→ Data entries
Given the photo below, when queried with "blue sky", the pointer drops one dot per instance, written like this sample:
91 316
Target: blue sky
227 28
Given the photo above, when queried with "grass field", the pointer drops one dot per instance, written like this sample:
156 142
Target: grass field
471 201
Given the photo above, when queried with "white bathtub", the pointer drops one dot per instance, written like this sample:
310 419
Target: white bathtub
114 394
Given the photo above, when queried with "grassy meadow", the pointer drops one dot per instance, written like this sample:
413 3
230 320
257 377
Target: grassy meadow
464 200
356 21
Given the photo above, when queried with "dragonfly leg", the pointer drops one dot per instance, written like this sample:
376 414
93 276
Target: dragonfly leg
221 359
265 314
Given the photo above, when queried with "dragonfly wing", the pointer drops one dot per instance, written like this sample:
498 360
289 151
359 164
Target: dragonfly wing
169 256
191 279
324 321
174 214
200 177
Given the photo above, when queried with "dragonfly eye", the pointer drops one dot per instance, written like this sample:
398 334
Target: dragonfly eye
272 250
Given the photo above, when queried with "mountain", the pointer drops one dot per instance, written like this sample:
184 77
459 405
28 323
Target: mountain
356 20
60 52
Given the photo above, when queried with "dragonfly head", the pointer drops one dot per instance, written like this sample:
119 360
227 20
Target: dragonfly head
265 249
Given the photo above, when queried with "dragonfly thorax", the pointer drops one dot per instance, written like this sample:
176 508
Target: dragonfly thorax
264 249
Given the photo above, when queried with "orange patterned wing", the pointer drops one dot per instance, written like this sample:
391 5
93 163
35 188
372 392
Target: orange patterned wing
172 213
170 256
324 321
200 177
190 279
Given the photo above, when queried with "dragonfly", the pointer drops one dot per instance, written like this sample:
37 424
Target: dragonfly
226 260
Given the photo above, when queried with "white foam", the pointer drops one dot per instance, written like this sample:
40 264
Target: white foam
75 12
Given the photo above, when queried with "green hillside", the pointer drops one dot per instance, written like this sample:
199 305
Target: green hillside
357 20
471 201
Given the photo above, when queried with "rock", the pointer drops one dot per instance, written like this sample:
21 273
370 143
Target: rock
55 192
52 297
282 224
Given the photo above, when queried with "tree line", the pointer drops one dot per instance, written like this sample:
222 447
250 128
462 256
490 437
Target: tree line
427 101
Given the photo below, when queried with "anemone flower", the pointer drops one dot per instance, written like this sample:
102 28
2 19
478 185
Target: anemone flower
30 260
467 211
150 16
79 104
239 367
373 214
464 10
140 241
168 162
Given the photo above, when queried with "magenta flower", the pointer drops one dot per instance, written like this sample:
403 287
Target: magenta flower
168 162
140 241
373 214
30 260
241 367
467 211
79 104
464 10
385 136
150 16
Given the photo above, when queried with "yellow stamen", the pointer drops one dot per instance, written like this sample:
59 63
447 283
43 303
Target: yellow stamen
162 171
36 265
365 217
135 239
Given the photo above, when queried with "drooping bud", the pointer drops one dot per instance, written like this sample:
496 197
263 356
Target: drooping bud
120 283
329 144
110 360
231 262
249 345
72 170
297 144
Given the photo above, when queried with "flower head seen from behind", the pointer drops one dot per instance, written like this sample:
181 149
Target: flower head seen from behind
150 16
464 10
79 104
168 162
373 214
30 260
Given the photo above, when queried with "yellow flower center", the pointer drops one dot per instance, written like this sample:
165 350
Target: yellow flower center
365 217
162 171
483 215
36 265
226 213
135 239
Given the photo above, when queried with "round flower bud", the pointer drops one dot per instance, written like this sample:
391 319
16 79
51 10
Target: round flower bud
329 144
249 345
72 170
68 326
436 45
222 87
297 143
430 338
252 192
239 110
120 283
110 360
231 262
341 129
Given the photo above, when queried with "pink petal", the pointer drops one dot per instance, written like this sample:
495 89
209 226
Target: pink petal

→ Task to complete
When you output the entries, keep every word exactly as it stands.

→ Task output
Given the photo below, when queried with "blue sky", the pointer drops one dot per instance, written like this sample:
91 316
Target: blue sky
227 28
Given the photo above, when queried with "grass field", the pointer drops one dot per instance, written like this sample:
156 142
Target: grass field
471 201
Given the photo above, when queried with "white bathtub", the pointer drops one dot per instance, written like this sample:
310 419
Target: white bathtub
114 394
Given the photo above, when queried with "grassy meadow", the pointer drops one dot per instance, written like this sample:
413 3
230 320
257 377
Target: grassy meadow
464 200
356 21
Given the photo above, when queried with "dragonfly leg", the pointer drops one dot per instance, written like this sample:
376 414
93 276
Target: dragonfly leg
221 359
265 314
Given the photo above, when queried with "dragonfly wing", the pointer drops one dot per instance, written like this sample:
498 360
289 151
359 164
Target: dragonfly wing
169 256
191 279
324 321
174 214
200 177
Given the photo above, when queried with "dragonfly eye", the pointer drops one dot per instance, written like this sample:
398 334
Target: dragonfly eye
272 250
Given the photo above, when queried with "mountain", the pointer drops one dot per instance, written like this sample:
184 77
459 405
28 323
Target: mountain
356 20
60 52
Given the photo above, when queried with "dragonfly head", the pointer drops one dot per instance, written like this sample:
119 360
227 20
Target: dragonfly head
265 249
Given the photo above, when queried with "dragonfly thorax", the pointer drops one dot per instance, written like this sample:
176 508
Target: dragonfly thorax
264 249
Given the photo above, when queried with "orange patterned wing", the pointer drops one dot per instance, written like this sample:
391 5
93 163
35 188
372 392
Target: orange patterned wing
172 213
170 256
324 321
200 177
190 279
Given the photo above, when queried with "dragonfly", the pointer drops one dot per instance, written like this sample:
37 424
Target: dragonfly
226 260
Given the photo above, when queried with "white foam", the pointer drops one dot per instance, written like this sample:
40 264
Target: white foam
75 12
Given the photo above, when queried with "green hillside", the pointer drops one dot per instance, written like this sample:
199 305
Target: green hillside
357 20
471 201
Given the photo above, when queried with "rock", the pointer drops one dot per instance, written like this sample:
21 273
370 143
Target: rock
55 192
52 297
282 224
Given the photo above, when queried with "tree line", the pointer drops one dot per instance, written like this sample:
222 447
250 128
462 256
490 437
Target: tree line
427 101
Given the photo below, when queried with "anemone flower", the pointer drops one dot per instance, written like this sample:
102 28
2 19
478 185
Target: anemone flower
30 260
467 211
150 16
79 104
239 367
373 214
464 10
140 241
168 162
Given the photo above, when queried with "magenta flower", the pointer drops one dot per instance, written like this sample:
403 287
Target: magenta flower
168 162
140 241
373 214
30 260
241 367
467 211
79 104
464 10
385 136
150 16
Given the photo above, when queried with "yellow stamen", the pointer drops one dot per instance, written like this sample:
59 63
447 283
43 303
Target: yellow stamen
162 171
36 265
365 217
135 239
Given the photo above, when queried with "drooping bud", the pointer drops one dot per instance, written like this sample:
496 197
263 356
Target: drooping bud
120 283
329 144
110 360
231 262
249 345
72 170
297 144
Given the photo above, when queried with "flower head seen from behind", the pointer drops one dot per instance, written like this sample:
181 149
Target: flower head seen from behind
150 16
464 10
79 104
168 162
373 214
30 260
Given the photo above, when queried with "yellow flower center", the pointer drops one dot per instance, written like this sample:
165 350
Target: yellow flower center
365 217
162 171
483 215
36 265
226 213
135 239
Given the photo above, when queried with "round flower bud", the pointer drops one dot per instance, written like this sample:
391 319
16 79
51 10
Target: round flower bud
329 144
249 345
72 170
68 326
436 45
222 87
297 143
430 338
252 192
239 110
120 283
110 360
231 262
341 129
Given the photo above, when queried with "pink petal", the pointer drops one dot per instance, written like this sample:
495 89
209 226
Target: pink petal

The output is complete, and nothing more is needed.